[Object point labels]

━━━━━━━━━━

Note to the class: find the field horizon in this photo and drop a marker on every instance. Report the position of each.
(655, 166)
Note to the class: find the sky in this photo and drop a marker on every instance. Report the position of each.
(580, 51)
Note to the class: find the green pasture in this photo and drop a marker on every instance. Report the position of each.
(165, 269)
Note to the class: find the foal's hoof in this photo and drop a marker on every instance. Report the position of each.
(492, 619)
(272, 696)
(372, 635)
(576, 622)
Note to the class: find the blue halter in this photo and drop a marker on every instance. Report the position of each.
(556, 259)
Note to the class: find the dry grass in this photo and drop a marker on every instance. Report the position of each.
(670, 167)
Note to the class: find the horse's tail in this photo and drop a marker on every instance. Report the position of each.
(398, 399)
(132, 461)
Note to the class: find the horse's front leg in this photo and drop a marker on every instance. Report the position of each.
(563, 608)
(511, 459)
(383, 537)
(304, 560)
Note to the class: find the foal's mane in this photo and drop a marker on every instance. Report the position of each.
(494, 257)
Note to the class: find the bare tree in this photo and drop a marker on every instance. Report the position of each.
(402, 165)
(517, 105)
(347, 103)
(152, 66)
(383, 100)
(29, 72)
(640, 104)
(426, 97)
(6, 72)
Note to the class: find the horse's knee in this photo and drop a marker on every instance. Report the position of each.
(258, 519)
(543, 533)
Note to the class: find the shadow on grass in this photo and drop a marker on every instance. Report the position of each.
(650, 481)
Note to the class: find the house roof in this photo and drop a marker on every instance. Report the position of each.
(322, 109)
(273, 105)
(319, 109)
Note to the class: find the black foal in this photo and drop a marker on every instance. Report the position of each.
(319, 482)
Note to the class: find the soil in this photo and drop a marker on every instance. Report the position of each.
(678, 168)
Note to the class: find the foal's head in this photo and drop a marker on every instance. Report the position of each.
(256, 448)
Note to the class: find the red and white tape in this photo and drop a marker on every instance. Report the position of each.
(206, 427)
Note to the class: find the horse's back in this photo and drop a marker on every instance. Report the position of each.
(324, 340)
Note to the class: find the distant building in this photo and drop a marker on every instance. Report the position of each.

━━━━━━━━━━

→ DIRECTIONS:
Make an exact copy of every line from the one with "Note to the class: find the foal's hoof" to the end of the data, with the first and last of those lines included.

→ COMPLETE OUTPUT:
Note to the class: find the foal's hoof in this photo and drop a marker on every instance. Report the position of each.
(492, 619)
(272, 696)
(372, 635)
(576, 622)
Note to the class: find the blue halter in this photo and drop a marker on every instance. Report the position of each.
(556, 259)
Note to the class: find the dry grass in this photo and drop a marker on every instance. Report the position of each.
(670, 167)
Note to the class: find the horse's tail in this photo and drop a marker on every instance. Report the position of each.
(398, 399)
(132, 461)
Note to the class: find the horse's front leg in this photo and drop a marker on every instance. Report the position of each.
(563, 608)
(511, 459)
(383, 537)
(304, 560)
Note to the class: find the foal's mane in this photo and drop a marker on every instance. Report the position of each.
(494, 257)
Note to the class: find the bare tree in this photo and drop a marker on every instance. Report the position of each.
(402, 165)
(517, 105)
(347, 103)
(152, 66)
(383, 100)
(29, 72)
(640, 104)
(426, 97)
(6, 72)
Note to the class: find the horse's knee in this photo and drop a marker on every instance. Report the position of each.
(258, 519)
(543, 533)
Note to the class: find the shadow on grass in this photo and drop a marker on every instance. Report the position of each.
(650, 481)
Note to the class: find the house roof in this photo and drop a marker on every instance. Report the position of each.
(322, 109)
(273, 105)
(319, 109)
Note to the class: find the black foal in this photo and drop a marker on every instance. Report the position of each.
(319, 482)
Note to the class: find the soil in this photo and drop a marker on every instance. Report the position of each.
(678, 168)
Note to the class: find the foal's head in this photo and drop a marker on every instance. Report the position of each.
(256, 448)
Note to the class: find the red and white tape in this photo and drop a marker on every instance. Report the position of each.
(206, 427)
Note to the class: find the horse's back in this photo and drop a marker on every instance. Report the position of each.
(324, 340)
Note to the class: find the distant building in this photo and drop a marker on every instance. Report the position of each.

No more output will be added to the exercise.